• [What this task involves] Copy the stretch of lines from the one containing "Where can you see the warning" through the end of the items, both ends included, word for word.

• [Records for processing]
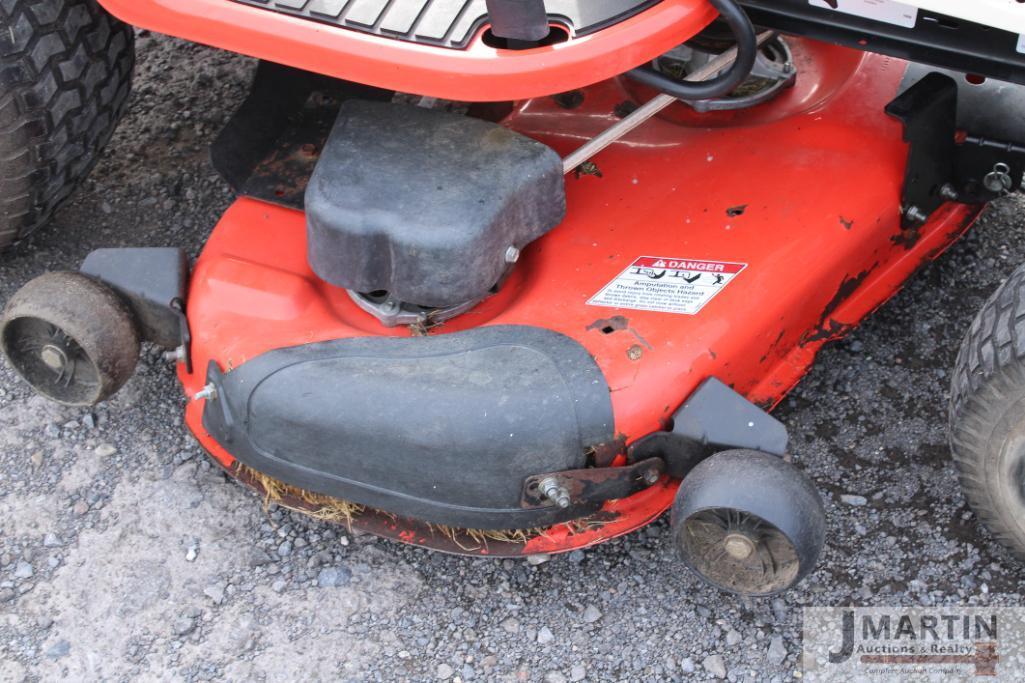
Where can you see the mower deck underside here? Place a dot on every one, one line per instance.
(798, 200)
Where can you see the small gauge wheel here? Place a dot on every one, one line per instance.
(72, 337)
(748, 522)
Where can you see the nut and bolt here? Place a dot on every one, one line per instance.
(916, 214)
(555, 491)
(175, 356)
(949, 193)
(208, 393)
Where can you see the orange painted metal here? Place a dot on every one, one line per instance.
(479, 73)
(805, 191)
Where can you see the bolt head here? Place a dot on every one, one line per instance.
(738, 546)
(53, 357)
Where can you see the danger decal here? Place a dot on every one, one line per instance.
(667, 285)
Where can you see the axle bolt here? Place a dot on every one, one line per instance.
(552, 490)
(738, 546)
(53, 357)
(175, 356)
(209, 393)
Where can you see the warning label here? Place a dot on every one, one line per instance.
(667, 285)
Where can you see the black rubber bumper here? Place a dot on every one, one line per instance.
(442, 429)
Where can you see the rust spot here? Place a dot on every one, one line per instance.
(832, 329)
(610, 325)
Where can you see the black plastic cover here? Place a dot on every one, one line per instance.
(151, 280)
(713, 418)
(442, 429)
(424, 204)
(446, 23)
(519, 19)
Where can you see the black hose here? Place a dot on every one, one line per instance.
(724, 84)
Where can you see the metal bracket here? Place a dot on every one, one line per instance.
(713, 418)
(929, 112)
(941, 167)
(595, 485)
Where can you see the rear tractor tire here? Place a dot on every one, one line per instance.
(987, 414)
(65, 74)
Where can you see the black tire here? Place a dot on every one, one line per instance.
(70, 336)
(65, 75)
(748, 522)
(987, 413)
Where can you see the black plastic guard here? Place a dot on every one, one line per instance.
(442, 429)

• [Solution to this exercise]
Where can you see the warning label here? Place a dot on every one, one line per instance.
(667, 285)
Where can you see the black rubber bumper here? Place a dot on every one, one line per instance.
(442, 429)
Where can you see the rust spot here? Place a dot on every one, one line per instance.
(832, 329)
(610, 325)
Where can you see the black plastic cover here? Place a dot on every one, one line per instance.
(151, 280)
(713, 418)
(442, 429)
(424, 204)
(446, 23)
(519, 19)
Where can you see the black hose here? Place a dot on every one, one line per instance.
(724, 84)
Where can you see the metal bracket here? Place a dot on every one, one line per instance.
(713, 418)
(929, 112)
(941, 167)
(595, 485)
Where can you see the rear tractor tire here? Place a dot on every one, one line per instance.
(987, 414)
(65, 74)
Where can you see the black tire here? Place a dot on every one, one line per instance.
(70, 336)
(65, 75)
(748, 522)
(987, 413)
Where can you see the black plastic guard here? Place a dot on every one, one line per instance.
(442, 429)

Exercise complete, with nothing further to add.